§ **Extract**:
= Argument from reason =

Argument for the existence of God

The argument from reason is a transcendental argument against metaphysical naturalism and for the existence of God (or at least a supernatural being that is the source of human reason). The best-known defender of the argument is C. S. Lewis. Lewis first defended the argument at length in his 1947 book, Miracles: A Preliminary Study. In the second edition of Miracles (1960), Lewis substantially revised and expanded the argument.

Contemporary defenders of the argument from reason include Alvin Plantinga, Victor Reppert and William Hasker.

==The argument==
Metaphysical naturalism is the view that nature as studied by the natural sciences is all that exists. Naturalists deny the existence of supernatural deities, souls, an afterlife, or anything supernatural. Nothing exists outside or beyond the physical universe.

The argument from reason seeks to show that naturalism is self-refuting, or otherwise false and indefensible.

§ **Entries with coordinate annotations**:
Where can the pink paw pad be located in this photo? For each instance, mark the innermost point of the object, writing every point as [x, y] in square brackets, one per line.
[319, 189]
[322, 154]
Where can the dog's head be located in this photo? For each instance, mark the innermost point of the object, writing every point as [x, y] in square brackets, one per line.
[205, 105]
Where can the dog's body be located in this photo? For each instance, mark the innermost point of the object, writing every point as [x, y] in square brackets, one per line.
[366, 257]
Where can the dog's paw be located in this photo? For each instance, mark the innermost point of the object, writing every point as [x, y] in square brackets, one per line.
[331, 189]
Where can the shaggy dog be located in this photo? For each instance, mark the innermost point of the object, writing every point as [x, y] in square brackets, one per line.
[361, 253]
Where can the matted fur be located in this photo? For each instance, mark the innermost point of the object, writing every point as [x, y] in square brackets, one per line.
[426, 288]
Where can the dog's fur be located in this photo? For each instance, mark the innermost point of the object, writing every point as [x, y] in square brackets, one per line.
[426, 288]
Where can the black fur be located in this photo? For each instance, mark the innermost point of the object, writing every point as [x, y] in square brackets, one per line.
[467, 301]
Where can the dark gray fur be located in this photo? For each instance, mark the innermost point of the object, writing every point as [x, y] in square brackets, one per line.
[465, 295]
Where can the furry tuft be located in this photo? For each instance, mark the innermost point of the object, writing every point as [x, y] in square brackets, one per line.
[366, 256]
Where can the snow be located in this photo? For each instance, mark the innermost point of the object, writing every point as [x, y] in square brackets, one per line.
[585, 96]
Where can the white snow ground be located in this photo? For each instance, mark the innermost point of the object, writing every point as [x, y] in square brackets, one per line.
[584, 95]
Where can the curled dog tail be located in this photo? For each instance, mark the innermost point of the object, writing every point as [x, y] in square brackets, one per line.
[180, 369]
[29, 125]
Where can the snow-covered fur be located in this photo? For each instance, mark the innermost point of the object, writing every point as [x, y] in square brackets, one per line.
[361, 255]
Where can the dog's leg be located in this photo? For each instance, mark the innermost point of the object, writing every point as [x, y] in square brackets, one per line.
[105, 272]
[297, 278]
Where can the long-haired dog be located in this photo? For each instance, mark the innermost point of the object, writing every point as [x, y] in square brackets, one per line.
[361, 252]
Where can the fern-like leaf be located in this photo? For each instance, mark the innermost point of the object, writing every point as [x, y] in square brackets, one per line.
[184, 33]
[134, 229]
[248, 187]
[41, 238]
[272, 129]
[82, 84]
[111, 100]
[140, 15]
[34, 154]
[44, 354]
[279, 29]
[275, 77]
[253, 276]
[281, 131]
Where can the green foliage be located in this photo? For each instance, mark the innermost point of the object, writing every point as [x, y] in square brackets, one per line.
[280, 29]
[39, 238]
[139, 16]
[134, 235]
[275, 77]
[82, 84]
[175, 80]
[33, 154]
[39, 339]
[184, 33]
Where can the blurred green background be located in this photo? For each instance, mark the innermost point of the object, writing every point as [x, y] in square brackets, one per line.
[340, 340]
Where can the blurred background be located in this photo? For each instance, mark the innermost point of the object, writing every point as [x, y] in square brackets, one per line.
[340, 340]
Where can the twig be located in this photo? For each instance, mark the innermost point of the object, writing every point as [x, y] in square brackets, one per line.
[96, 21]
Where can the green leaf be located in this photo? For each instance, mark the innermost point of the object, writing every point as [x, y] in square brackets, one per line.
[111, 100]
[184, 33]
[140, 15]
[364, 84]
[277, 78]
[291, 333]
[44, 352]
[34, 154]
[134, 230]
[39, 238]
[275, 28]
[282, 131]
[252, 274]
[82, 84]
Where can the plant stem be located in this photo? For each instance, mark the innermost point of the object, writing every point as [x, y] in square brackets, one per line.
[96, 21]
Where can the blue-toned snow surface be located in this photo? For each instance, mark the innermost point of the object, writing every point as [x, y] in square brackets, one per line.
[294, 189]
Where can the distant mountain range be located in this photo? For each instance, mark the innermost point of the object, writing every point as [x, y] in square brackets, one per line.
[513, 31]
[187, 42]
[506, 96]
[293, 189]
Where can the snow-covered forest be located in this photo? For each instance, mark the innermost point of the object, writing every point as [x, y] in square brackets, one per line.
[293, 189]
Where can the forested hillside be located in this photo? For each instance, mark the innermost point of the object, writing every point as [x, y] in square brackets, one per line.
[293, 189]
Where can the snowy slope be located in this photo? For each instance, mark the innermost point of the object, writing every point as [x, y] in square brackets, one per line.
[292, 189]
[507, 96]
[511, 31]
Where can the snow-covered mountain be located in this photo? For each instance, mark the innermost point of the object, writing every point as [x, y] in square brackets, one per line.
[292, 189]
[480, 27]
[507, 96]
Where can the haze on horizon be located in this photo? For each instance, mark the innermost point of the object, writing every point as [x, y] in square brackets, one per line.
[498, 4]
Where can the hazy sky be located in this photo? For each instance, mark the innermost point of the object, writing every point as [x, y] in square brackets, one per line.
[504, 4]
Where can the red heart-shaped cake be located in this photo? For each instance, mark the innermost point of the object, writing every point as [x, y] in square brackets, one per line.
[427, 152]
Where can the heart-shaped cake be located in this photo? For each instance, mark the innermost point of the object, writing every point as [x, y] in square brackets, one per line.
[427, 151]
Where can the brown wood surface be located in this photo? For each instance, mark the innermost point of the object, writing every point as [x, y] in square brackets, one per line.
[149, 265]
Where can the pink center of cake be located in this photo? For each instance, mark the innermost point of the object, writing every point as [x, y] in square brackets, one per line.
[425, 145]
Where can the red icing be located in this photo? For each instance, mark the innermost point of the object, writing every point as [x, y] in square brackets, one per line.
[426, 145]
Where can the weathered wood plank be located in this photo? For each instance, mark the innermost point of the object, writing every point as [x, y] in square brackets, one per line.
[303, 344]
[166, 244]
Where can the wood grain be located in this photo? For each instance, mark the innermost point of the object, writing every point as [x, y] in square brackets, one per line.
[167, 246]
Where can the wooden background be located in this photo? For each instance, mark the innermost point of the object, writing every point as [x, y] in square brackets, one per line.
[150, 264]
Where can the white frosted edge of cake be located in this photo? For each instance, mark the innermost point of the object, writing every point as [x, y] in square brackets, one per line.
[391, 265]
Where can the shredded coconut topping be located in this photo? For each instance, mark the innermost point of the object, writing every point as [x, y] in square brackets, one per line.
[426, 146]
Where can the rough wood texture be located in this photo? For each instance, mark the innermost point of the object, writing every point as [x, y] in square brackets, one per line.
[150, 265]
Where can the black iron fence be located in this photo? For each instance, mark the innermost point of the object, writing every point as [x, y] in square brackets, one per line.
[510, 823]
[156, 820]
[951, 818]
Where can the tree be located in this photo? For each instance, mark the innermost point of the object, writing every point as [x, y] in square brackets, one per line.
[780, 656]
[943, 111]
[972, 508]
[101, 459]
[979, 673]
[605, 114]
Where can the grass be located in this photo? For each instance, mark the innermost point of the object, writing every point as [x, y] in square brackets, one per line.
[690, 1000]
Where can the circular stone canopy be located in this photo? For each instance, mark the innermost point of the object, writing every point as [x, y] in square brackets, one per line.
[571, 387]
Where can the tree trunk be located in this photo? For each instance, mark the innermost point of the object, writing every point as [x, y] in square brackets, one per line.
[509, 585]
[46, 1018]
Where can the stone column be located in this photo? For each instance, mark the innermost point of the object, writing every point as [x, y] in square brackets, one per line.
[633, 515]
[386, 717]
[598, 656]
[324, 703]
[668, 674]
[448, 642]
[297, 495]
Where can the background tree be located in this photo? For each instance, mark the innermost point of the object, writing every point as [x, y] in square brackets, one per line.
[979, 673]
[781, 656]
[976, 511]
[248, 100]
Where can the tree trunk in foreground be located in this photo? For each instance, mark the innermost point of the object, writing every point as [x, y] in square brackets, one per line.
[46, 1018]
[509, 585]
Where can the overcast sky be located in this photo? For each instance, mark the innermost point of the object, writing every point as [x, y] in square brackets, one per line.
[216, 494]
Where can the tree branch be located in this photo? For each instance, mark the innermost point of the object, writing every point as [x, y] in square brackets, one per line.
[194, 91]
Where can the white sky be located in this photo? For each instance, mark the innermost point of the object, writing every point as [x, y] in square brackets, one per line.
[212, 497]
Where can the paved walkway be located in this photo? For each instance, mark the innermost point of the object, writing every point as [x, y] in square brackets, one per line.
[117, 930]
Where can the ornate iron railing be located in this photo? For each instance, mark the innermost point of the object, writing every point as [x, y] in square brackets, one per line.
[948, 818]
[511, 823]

§ **Stated goal A**:
Please output the full article on the argument from reason, word for word.
§ **Stated goal B**:
Tally the lines in the entries that contain the string "leaf". Reply with the number alone.
The article and the entries have no connection to each other.

§ **Response A**:
= Argument from reason =

Argument for the existence of God

The argument from reason is a transcendental argument against metaphysical naturalism and for the existence of God (or at least a supernatural being that is the source of human reason). The best-known defender of the argument is C. S. Lewis. Lewis first defended the argument at length in his 1947 book, Miracles: A Preliminary Study. In the second edition of Miracles (1960), Lewis substantially revised and expanded the argument.

Contemporary defenders of the argument from reason include Alvin Plantinga, Victor Reppert and William Hasker.

==The argument==
Metaphysical naturalism is the view that nature as studied by the natural sciences is all that exists. Naturalists deny the existence of supernatural deities, souls, an afterlife, or anything supernatural. Nothing exists outside or beyond the physical universe.

The argument from reason seeks to show that naturalism is self-refuting, or otherwise false and indefensible.

§ **Response B**:
2